**DATA PROVIDED**.
+ + +

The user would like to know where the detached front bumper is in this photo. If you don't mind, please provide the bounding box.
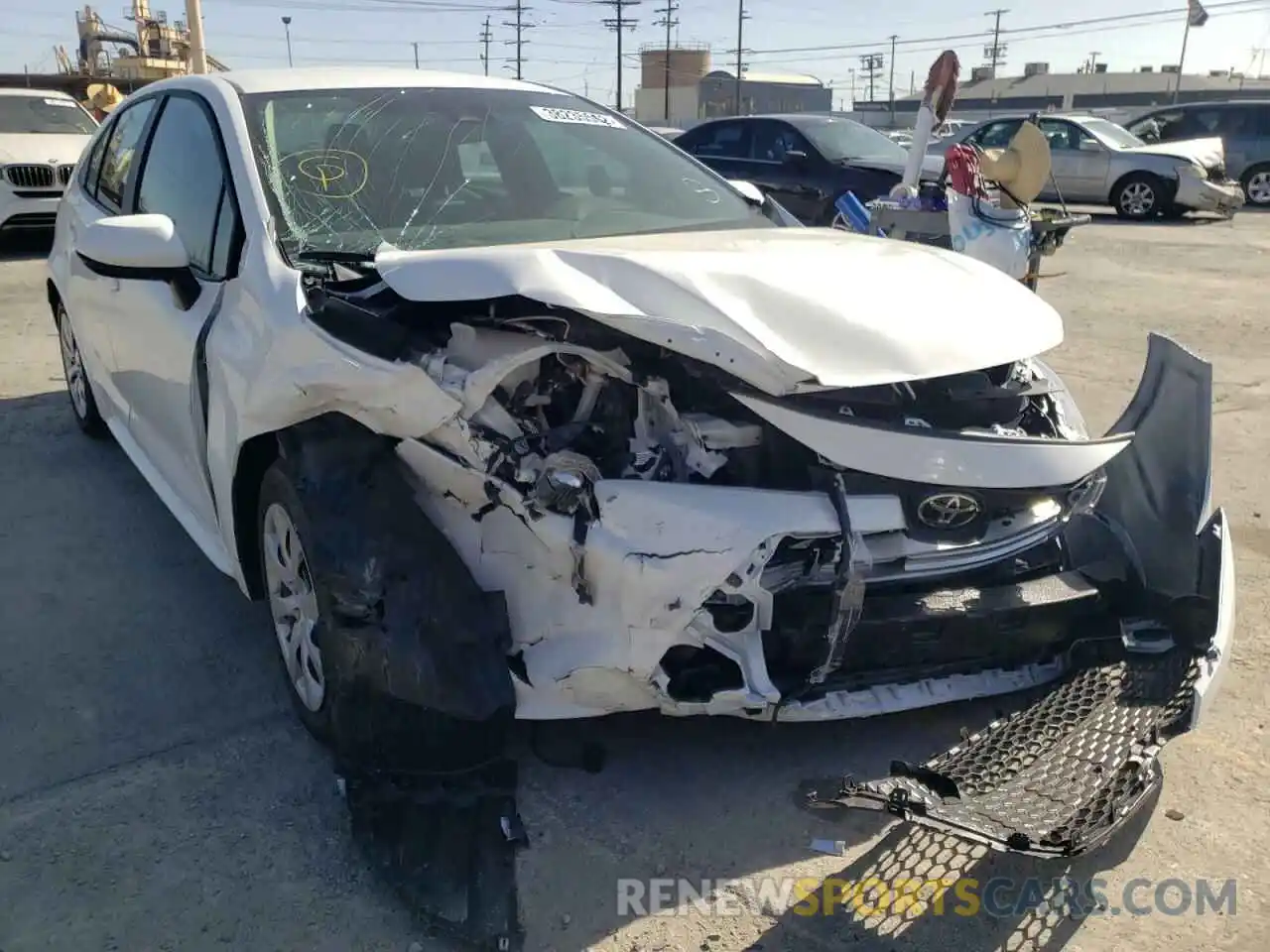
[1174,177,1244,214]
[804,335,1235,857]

+ + +

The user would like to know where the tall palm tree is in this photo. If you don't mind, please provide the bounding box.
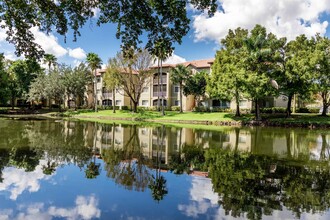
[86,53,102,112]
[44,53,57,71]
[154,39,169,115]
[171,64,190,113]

+ + +

**GOAL**.
Reproduce the data starting with the line containing "The user would like to know where the detached" and going on through the line containing "[804,335,1235,857]", both lines included, with the wording of the request left unchanged. Multiply every bounding-box coordinate in the answers by 1.6, round each result to a whole number with halves rounded up, and omit the pictures from your reply.

**SOLVED EXERCISE**.
The user would like to know where the detached front bumper is in this photo. If you don't mind, please provide the bounding box.
[1878,283,1990,342]
[1286,536,1976,1371]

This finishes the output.